[Document extract]:
Wesley Willis appears at Valentine’s (17 New Scotland Ave.,
Albany) on Monday (March 18). Tickets for the 8 PM show
(yes, it’s an early one) are $10. For more information,
432-6572.
—B.A.
Nilsson
Lilia!
To
the outside world, Lilia Skala was an acclaimed actress
who won success on Broadway in Call Me Madam (as
the Grand Duchess) in films with Lilies of the Field
(the Mother Superior) and on television with . . . well,
Green Acres was among her many credits. To her family,
she was a black sheep. A failure.
“She
had two sons,” says her granddaughter, Libby Skala, “and
both of them went on to careers in business. Practical careers,
with steady paychecks. At the time my grandmother found
out that she’d been nominated for an Academy Award for Lilies
of the Field, she was making a dollar-fifty an hour
working in the Lost and Found Department at City Center
in New York.”

[Recorded data]:
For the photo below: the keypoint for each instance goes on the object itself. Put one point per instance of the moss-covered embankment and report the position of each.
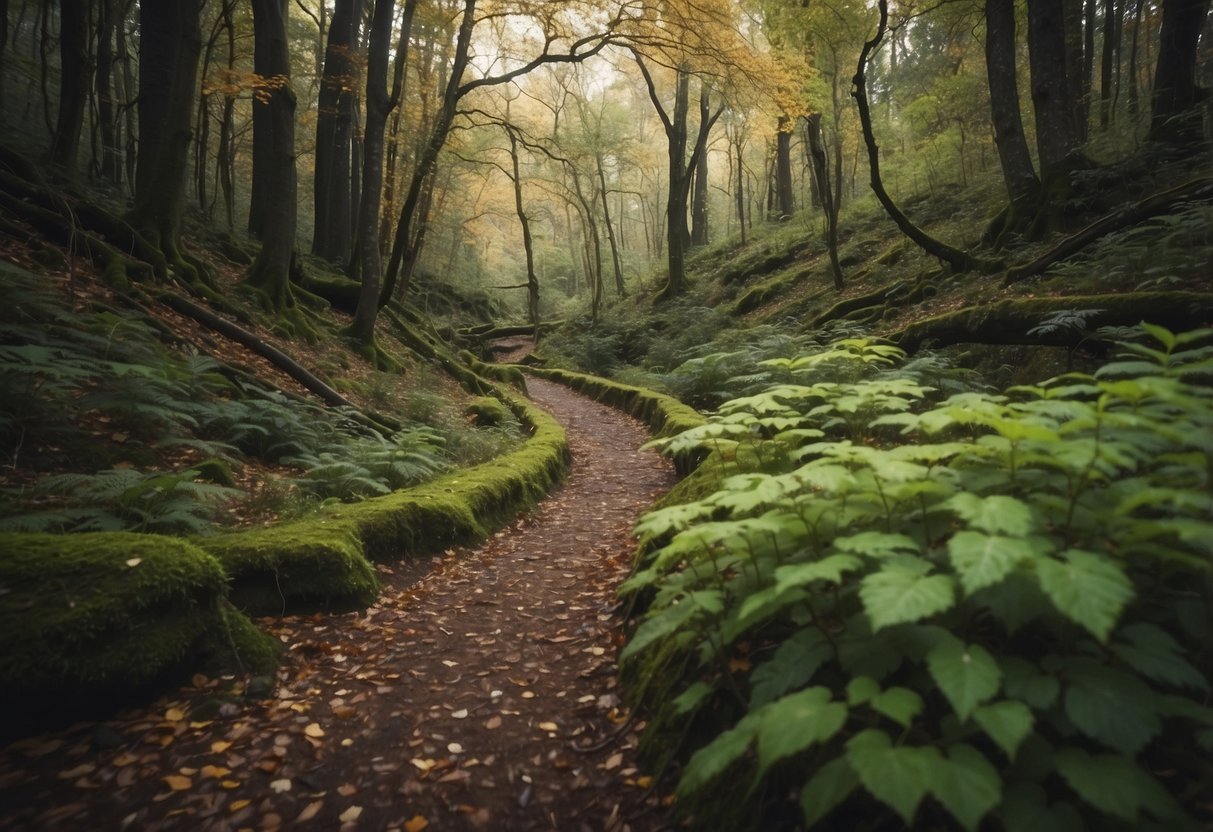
(102, 616)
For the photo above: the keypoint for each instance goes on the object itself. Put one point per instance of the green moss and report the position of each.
(309, 562)
(94, 614)
(488, 411)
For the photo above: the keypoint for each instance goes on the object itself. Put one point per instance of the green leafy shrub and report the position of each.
(941, 609)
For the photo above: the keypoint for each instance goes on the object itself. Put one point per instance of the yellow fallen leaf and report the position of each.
(177, 782)
(309, 811)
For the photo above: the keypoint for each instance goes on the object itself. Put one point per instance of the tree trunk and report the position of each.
(524, 221)
(330, 235)
(821, 177)
(620, 289)
(74, 83)
(699, 197)
(271, 272)
(785, 200)
(958, 261)
(1174, 119)
(170, 47)
(1008, 127)
(109, 165)
(1108, 62)
(379, 106)
(1057, 136)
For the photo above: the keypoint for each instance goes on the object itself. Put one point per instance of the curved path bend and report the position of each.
(476, 694)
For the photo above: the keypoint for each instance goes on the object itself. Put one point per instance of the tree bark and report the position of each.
(271, 272)
(379, 106)
(1018, 174)
(170, 47)
(958, 261)
(74, 81)
(330, 235)
(699, 232)
(1174, 119)
(821, 177)
(1057, 132)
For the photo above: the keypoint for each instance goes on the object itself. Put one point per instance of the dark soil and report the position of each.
(478, 693)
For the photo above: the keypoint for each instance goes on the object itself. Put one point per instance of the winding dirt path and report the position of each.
(476, 694)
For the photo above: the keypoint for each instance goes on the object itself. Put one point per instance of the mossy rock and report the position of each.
(92, 616)
(313, 563)
(488, 412)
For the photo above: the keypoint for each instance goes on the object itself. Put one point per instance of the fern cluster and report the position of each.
(966, 605)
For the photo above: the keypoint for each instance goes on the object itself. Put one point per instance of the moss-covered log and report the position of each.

[Task to carry out]: Return the passage of the arts column from "Wesley Willis appears" up to and including "sheep. A failure.", copied word for word.

[Complete output]:
Wesley Willis appears at Valentine’s (17 New Scotland Ave.,
Albany) on Monday (March 18). Tickets for the 8 PM show
(yes, it’s an early one) are $10. For more information,
432-6572.
—B.A.
Nilsson
Lilia!
To
the outside world, Lilia Skala was an acclaimed actress
who won success on Broadway in Call Me Madam (as
the Grand Duchess) in films with Lilies of the Field
(the Mother Superior) and on television with . . . well,
Green Acres was among her many credits. To her family,
she was a black sheep. A failure.